ЗАДАНИЕ A –
Повторите дословно отрывок из текста об искусстве времен Павла, Александра I и Николая I: начните со слов «Но сам Павел» и закончите словами «ход, чтобы убежать.».

ФРАГМЕНТ ТЕКСТА –
ОБ ИСКУССТВЕ. ТОМ 2 (Русское советское искусство) - Страница 80


К оглавлению

80

Но сам Павел обретается неизвестно где, он бегает по парадам в стоптанных сапогах, запарывает солдат. Он кривляньями своими компрометировал всякие государственные церемониалы. Он спит на переносной постели, и у его двери стоят рослые и преданные сторожевые, а позади постели — мышиный ход, чтобы убежать.

Первое время царствования Александра I казалось гармоничным. Здесь либерально–ампирный дух просвещенного абсолютизма, стремившийся пронизать апартаменты Марии Федоровны, как будто торжествует. Великолепный, одновременно строгий, стройный и в то же время ласковый ампир—-ранний Александровский ампир, еще без тени Николаевской осторожно–казарменной тяжести — дает чудесную рамку «дней Александровых прекрасному началу». В этом ампире, таком европейском, созданном европейскими мастерами и в то же время получившем новые соки из девственных источников русской гениальности, из неизмеримых средств, черпавшихся в поте и крови крепостных, создался на вершинах русского общества последний, может быть, самый зрелый расцвет дворянской культуры. Она созрела и уже перегнулась. Величайший из эстетических гениев дворянства Пушкин говорит, что больше чувствует себя писателем, чем дворянином, живет пером, а не имениями, и хотя в шутку, но готов не без гордости назвать себя мещанином пред лицом разлагающейся на глазах верхушки своего класса. И все же между дивным даром Пушкина и ампиром всех этих Гварснги, Росси, Воронихиных есть глубокая родственность.

Чем дальше, тем больше не столько наследственное, сколько профессиональное беспокойство овладевает Александром I. Императорство со своим стилем ампир оказывается одной стороной его жизни; запуганный, хитрящий с другими и с самим собой, раб собственного охранника Аракчеева, он путешествует по всей своей стране, бежит из столицы в Таганрог с походной кроватью, со случайным полулагерным бытом.

Николай I уверенной рукой продолжает пышность своего брата, но, увы, дворянский дух подорван окончательно. Вкуса, меры больше нет не только в России, но и в питавшей ее тонкими директивами Европе. Буржуазия заливает своей «золотой серединой», своим купеческим вкусом все на свете. Французские короли идут навстречу ее тяжеловесной аляповатости. Русская дикость, не обвеваемая больше запахом французских роз, приносимым западным ветром, быстро дичает. Николай I— солдафон и селадон—отражается, как купец в самоваре, в своих толстых колоннах, в своих острожных, подтянутых шеренгах окон, в своем мундирном сухом великолепии. Обуржуазение уже достигает того момента, когда другая сторона царской души, обездоленная, гонимая, места себе не находящая, жаждет теплого гнездышка за частоколом штыков особого конвоя.

ЗАДАНИЕ B –
Оформите в виде таблицы Markdown строки набора данных, начиная со строки, содержащей «Would you mind marking the white planter», и до последней строки набора включительно, пустые строки пропустите. В столбце «Номер» укажите порядковый номер, в столбце «Содержание» — саму строку.

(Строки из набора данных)

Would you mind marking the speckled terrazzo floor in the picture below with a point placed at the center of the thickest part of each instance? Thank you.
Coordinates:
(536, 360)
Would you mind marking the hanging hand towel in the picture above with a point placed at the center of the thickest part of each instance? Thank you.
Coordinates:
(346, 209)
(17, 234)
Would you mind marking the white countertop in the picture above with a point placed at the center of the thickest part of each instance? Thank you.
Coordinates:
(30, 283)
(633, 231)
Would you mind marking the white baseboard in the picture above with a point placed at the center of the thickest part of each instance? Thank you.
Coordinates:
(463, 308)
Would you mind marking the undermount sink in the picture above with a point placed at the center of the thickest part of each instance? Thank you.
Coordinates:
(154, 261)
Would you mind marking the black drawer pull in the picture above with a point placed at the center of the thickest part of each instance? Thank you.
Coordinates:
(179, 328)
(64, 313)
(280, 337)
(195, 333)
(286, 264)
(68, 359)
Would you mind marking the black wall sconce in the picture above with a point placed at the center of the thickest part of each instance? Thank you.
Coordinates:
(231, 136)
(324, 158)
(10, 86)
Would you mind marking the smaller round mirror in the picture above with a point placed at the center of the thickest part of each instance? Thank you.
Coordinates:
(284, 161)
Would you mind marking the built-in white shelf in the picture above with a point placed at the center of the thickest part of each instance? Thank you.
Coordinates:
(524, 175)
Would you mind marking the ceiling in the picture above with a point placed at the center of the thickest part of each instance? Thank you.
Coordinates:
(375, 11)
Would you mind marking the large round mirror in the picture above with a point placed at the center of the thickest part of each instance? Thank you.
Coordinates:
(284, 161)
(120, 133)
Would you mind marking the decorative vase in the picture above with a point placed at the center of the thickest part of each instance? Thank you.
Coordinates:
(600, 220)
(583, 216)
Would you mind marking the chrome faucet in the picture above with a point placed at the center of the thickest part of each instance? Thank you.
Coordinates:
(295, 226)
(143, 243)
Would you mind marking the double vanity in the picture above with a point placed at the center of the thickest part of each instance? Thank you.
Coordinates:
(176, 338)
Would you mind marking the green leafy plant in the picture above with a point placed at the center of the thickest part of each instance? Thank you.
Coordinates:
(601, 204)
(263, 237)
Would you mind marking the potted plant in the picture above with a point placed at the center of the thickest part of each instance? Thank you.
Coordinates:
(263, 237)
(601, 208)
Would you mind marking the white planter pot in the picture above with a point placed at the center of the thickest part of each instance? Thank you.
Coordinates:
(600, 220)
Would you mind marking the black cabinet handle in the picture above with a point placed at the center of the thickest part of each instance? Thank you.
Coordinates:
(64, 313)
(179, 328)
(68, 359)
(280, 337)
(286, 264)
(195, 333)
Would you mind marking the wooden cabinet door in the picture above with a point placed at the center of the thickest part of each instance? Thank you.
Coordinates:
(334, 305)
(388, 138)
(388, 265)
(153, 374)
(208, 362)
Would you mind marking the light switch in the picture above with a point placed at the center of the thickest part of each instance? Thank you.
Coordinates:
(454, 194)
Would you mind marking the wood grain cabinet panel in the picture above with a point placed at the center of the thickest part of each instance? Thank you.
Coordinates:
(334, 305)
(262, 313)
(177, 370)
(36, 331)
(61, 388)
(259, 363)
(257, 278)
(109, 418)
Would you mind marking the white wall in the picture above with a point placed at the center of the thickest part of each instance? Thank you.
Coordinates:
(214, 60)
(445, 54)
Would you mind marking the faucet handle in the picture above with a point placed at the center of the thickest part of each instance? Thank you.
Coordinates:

ПРАВИЛЬНЫЙ РЕЗУЛЬТАТ A –
Но сам Павел обретается неизвестно где, он бегает по парадам в стоптанных сапогах, запарывает солдат. Он кривляньями своими компрометировал всякие государственные церемониалы. Он спит на переносной постели, и у его двери стоят рослые и преданные сторожевые, а позади постели — мышиный ход, чтобы убежать.

ПРАВИЛЬНЫЙ РЕЗУЛЬТАТ B –
| Номер | Содержание |
|---|---|
| 1 | Would you mind marking the white planter pot in the picture above with a point placed at the center of the thickest part of each instance? Thank you. |
| 2 | Coordinates: |
| 3 | (600, 220) |
| 4 | Would you mind marking the black cabinet handle in the picture above with a point placed at the center of the thickest part of each instance? Thank you. |
| 5 | Coordinates: |
| 6 | (64, 313) |
| 7 | (179, 328) |
| 8 | (68, 359) |
| 9 | (280, 337) |
| 10 | (286, 264) |
| 11 | (195, 333) |
| 12 | Would you mind marking the wooden cabinet door in the picture above with a point placed at the center of the thickest part of each instance? Thank you. |
| 13 | Coordinates: |
| 14 | (334, 305) |
| 15 | (388, 138) |
| 16 | (388, 265) |
| 17 | (153, 374) |
| 18 | (208, 362) |
| 19 | Would you mind marking the light switch in the picture above with a point placed at the center of the thickest part of each instance? Thank you. |
| 20 | Coordinates: |
| 21 | (454, 194) |
| 22 | Would you mind marking the wood grain cabinet panel in the picture above with a point placed at the center of the thickest part of each instance? Thank you. |
| 23 | Coordinates: |
| 24 | (334, 305) |
| 25 | (262, 313) |
| 26 | (177, 370) |
| 27 | (36, 331) |
| 28 | (61, 388) |
| 29 | (259, 363) |
| 30 | (257, 278) |
| 31 | (109, 418) |
| 32 | Would you mind marking the white wall in the picture above with a point placed at the center of the thickest part of each instance? Thank you. |
| 33 | Coordinates: |
| 34 | (214, 60) |
| 35 | (445, 54) |
| 36 | Would you mind marking the faucet handle in the picture above with a point placed at the center of the thickest part of each instance? Thank you. |
| 37 | Coordinates: |